[Opening Available data section]

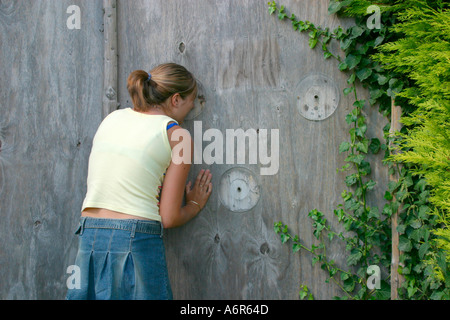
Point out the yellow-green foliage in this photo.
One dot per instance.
(423, 55)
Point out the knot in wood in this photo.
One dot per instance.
(110, 93)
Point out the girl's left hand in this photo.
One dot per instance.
(201, 190)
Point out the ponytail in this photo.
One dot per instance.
(151, 89)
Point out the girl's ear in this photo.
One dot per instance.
(175, 99)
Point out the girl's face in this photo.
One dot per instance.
(181, 107)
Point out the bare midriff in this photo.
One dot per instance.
(108, 214)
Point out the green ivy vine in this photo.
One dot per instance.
(368, 228)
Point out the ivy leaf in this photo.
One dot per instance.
(352, 61)
(345, 43)
(350, 180)
(363, 74)
(404, 244)
(423, 249)
(334, 7)
(354, 257)
(313, 42)
(344, 146)
(348, 90)
(375, 145)
(374, 213)
(351, 79)
(363, 146)
(379, 40)
(382, 79)
(327, 54)
(356, 32)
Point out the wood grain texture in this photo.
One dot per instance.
(50, 89)
(250, 65)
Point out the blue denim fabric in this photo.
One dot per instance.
(121, 260)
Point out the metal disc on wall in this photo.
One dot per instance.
(239, 190)
(317, 97)
(199, 103)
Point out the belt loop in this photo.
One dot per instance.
(133, 228)
(82, 222)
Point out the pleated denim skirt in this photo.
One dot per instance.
(121, 260)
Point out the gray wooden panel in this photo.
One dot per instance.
(250, 65)
(50, 107)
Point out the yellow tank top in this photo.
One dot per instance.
(130, 155)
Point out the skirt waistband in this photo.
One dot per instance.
(133, 225)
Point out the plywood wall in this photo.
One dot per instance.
(256, 74)
(50, 107)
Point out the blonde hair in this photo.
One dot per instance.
(148, 89)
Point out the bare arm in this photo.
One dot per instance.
(171, 211)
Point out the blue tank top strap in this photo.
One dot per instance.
(171, 125)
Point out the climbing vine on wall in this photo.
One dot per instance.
(368, 229)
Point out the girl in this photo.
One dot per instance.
(121, 252)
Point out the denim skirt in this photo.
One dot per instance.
(120, 260)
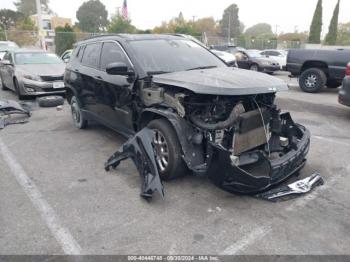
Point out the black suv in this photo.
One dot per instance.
(206, 116)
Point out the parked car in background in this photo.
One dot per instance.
(253, 60)
(66, 55)
(32, 72)
(279, 55)
(8, 45)
(230, 59)
(344, 93)
(204, 114)
(317, 68)
(232, 49)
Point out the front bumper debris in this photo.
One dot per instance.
(9, 108)
(297, 188)
(140, 150)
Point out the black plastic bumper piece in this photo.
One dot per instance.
(140, 150)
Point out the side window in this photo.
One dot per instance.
(111, 53)
(91, 56)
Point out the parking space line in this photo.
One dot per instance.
(69, 245)
(241, 244)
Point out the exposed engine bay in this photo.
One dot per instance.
(244, 144)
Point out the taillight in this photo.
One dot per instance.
(348, 70)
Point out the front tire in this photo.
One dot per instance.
(254, 67)
(312, 80)
(167, 150)
(78, 118)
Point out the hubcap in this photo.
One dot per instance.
(75, 113)
(311, 81)
(161, 151)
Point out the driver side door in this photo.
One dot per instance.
(114, 92)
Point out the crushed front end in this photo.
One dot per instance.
(249, 145)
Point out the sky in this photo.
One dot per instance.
(283, 15)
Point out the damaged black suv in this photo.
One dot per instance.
(208, 118)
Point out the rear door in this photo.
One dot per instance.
(89, 77)
(114, 94)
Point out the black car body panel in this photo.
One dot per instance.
(217, 110)
(344, 93)
(227, 81)
(333, 61)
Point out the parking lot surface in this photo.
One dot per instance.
(56, 198)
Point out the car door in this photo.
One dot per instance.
(7, 70)
(114, 92)
(88, 75)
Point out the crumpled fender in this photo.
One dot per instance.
(140, 150)
(192, 154)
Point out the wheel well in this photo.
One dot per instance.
(315, 64)
(69, 94)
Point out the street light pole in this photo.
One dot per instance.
(40, 24)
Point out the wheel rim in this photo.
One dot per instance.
(161, 151)
(311, 81)
(75, 113)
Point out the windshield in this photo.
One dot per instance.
(8, 46)
(253, 53)
(162, 56)
(37, 58)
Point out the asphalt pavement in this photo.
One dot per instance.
(56, 198)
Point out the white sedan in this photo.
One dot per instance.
(279, 55)
(229, 58)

[Closing Available data section]

Tally up the lines of the data above where the string "panel" appears, and give only the count.

2